--- begin ---

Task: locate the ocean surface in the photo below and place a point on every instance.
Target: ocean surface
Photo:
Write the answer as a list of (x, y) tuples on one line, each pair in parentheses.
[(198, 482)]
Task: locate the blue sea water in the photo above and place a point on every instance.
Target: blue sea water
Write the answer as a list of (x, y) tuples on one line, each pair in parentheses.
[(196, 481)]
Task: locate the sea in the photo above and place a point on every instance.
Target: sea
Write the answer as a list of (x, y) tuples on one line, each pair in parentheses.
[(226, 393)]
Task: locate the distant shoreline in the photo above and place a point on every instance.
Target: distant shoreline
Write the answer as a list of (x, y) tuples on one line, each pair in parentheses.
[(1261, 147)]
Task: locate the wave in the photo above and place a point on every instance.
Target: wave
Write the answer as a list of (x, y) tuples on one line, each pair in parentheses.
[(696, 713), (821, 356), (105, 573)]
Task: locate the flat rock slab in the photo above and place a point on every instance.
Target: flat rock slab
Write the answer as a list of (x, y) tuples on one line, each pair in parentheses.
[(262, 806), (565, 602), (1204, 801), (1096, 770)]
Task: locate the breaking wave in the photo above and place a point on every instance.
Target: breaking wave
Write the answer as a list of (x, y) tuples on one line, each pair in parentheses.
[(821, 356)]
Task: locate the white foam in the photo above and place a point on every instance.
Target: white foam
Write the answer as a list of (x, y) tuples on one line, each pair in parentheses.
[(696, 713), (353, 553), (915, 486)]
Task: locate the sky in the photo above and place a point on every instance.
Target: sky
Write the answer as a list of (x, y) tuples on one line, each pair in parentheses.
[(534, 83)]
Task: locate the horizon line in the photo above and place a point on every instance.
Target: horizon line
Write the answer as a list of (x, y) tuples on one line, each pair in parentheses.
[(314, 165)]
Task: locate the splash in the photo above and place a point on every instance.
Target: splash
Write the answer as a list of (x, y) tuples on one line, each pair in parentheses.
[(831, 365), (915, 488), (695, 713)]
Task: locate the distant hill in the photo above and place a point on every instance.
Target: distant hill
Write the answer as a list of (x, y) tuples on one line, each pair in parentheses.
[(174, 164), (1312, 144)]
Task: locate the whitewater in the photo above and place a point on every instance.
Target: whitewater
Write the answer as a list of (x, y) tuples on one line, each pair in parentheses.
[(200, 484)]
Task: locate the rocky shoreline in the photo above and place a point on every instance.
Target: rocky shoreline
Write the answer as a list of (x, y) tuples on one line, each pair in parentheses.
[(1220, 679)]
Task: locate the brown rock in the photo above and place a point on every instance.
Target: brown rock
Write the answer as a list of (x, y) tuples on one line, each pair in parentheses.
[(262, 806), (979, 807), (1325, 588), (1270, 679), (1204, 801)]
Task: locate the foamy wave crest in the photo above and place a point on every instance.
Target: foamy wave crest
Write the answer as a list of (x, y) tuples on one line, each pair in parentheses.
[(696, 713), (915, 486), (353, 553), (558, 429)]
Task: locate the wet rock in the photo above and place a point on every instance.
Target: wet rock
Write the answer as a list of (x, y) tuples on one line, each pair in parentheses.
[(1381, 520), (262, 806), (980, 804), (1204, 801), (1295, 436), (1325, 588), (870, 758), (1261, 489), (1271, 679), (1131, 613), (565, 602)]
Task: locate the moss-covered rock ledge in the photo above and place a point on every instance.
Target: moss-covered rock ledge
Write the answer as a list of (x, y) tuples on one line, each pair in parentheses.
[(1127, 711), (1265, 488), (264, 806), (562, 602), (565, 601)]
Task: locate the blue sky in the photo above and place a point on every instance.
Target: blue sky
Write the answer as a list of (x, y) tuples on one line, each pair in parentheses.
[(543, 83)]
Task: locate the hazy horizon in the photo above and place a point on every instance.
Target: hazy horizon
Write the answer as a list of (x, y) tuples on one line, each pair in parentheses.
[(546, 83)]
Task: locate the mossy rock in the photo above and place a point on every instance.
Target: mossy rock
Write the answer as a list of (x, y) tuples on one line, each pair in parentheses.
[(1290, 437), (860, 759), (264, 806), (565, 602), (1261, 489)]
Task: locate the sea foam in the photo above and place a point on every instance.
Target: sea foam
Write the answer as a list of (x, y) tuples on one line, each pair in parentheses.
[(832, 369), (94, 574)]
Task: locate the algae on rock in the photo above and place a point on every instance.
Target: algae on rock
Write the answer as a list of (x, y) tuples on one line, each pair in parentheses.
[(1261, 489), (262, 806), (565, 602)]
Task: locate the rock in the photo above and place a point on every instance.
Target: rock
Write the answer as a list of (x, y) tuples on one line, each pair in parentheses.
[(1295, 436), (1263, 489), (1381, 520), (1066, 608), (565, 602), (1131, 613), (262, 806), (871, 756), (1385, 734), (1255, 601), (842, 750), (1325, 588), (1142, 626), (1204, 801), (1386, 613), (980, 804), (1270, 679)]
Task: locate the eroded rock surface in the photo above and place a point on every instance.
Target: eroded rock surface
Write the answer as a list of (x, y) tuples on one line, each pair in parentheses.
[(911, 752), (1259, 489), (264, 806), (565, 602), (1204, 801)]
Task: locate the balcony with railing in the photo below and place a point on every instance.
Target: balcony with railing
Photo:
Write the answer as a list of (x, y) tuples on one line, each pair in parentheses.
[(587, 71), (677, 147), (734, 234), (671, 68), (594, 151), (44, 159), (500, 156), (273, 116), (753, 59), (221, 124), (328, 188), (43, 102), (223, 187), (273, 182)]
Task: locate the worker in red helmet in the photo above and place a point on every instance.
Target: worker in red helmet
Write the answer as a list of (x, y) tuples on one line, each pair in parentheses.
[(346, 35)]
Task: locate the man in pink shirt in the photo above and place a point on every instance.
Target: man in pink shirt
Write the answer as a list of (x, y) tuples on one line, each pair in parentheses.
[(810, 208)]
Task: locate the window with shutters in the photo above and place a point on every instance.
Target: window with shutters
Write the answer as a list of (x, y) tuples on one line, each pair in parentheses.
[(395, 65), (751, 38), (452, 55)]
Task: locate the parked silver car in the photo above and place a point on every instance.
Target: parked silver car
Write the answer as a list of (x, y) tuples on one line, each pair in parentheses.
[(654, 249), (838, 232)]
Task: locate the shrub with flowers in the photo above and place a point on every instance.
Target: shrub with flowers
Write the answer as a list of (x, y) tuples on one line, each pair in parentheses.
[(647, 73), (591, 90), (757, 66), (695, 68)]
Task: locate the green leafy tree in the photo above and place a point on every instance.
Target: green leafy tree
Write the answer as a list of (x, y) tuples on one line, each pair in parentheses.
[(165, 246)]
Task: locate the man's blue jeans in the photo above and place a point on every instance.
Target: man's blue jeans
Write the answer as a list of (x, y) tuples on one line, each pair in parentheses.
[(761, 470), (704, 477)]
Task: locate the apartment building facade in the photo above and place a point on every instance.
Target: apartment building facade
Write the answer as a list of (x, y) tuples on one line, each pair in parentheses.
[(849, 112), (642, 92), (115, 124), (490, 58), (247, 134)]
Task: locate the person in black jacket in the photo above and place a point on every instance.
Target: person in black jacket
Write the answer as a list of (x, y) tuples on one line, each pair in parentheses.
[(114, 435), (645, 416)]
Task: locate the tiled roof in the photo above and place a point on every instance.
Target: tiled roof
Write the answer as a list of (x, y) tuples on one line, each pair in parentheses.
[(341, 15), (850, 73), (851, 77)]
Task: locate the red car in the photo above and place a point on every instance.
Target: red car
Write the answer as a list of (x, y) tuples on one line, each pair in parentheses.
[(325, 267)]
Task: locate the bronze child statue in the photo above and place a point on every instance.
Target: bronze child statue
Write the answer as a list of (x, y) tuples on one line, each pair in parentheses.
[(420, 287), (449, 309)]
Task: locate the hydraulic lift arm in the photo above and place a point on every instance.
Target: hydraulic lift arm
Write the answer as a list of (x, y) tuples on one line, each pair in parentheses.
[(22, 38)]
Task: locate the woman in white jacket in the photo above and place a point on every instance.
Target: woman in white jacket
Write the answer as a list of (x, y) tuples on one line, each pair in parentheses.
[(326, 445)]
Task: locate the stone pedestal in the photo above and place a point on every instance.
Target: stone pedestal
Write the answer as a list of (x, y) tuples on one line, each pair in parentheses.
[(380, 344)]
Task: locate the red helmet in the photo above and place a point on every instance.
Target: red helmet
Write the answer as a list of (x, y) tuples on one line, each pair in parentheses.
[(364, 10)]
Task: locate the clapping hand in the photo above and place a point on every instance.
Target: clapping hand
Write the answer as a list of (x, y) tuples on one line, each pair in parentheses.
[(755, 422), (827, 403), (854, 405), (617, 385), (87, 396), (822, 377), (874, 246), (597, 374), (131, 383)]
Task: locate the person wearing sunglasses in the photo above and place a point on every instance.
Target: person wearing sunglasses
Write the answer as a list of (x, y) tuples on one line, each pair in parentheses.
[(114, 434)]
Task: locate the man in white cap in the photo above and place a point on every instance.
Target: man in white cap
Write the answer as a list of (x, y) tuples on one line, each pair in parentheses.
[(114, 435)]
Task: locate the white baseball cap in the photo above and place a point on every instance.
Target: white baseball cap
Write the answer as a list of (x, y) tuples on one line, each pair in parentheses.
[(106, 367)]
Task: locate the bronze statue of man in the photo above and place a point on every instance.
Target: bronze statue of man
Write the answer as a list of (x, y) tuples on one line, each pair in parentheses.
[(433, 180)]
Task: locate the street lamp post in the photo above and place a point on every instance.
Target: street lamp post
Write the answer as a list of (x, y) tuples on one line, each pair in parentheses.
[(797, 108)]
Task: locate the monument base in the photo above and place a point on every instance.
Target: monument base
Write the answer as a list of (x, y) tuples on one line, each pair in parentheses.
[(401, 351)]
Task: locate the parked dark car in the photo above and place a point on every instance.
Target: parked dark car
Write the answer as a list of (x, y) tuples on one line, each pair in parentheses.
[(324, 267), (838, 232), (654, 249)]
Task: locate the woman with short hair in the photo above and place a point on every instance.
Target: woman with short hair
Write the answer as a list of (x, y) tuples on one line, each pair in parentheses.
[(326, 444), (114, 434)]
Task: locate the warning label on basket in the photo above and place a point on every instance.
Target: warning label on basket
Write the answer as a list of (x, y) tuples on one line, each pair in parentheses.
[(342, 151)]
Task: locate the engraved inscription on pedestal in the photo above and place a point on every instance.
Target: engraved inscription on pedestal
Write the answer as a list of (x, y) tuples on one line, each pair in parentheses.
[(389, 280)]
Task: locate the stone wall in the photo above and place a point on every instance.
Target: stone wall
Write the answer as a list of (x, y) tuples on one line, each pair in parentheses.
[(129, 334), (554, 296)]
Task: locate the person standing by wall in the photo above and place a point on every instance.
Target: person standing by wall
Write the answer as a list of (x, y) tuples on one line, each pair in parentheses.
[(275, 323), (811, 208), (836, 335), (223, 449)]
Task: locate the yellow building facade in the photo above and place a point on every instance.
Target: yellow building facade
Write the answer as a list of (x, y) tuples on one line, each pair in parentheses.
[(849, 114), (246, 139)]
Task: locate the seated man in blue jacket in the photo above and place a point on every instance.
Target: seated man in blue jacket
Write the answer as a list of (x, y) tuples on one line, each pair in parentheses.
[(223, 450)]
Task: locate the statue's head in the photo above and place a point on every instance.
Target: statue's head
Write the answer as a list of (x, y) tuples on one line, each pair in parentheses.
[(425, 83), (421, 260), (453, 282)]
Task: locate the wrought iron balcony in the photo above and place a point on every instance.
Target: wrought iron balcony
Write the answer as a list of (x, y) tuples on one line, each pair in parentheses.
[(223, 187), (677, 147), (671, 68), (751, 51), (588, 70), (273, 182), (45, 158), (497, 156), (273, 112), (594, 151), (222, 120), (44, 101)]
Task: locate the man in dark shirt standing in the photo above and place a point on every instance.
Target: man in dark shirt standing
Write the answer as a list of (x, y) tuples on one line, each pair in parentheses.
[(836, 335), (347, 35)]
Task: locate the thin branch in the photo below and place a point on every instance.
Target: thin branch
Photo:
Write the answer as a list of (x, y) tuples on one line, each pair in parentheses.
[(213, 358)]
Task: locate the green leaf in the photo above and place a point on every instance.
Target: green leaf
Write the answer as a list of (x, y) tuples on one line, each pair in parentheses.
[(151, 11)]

--- end ---

• [The task]: Quote word for word the lines of the material above, from the line with "Task: locate the man in pink" to the line with "[(165, 246)]", including both of those lines.

• [Result for this exercise]:
Task: locate the man in pink shirt in the photo above and place a point on every instance.
Target: man in pink shirt
Write the answer as a list of (x, y) tuples on one line, each pair in parentheses.
[(810, 208)]
Task: locate the window with shutters in the photo above and place a point on every instance.
Target: window with shutters
Write the answer as a list of (x, y) tuples on one line, each pair in parentheses.
[(395, 65), (751, 38), (452, 55)]
Task: locate the parked silver car in the photo above and place a point on every instance.
Target: parked silver car
Write the answer as a list of (x, y) tuples on one line, each pair in parentheses.
[(654, 249), (838, 232)]
Task: locate the shrub with flowers in the photo above and place a point on every instance.
Target: shrub with flowers
Write the answer as a list of (x, y) tuples on one line, each pair in parentheses.
[(647, 73), (591, 90), (757, 66), (695, 68)]
Task: locate the green leafy tree in the photo above and place a point on every instance.
Target: green leafy tree
Write the answer as a list of (x, y) tuples on one line, each pair in parentheses.
[(165, 246)]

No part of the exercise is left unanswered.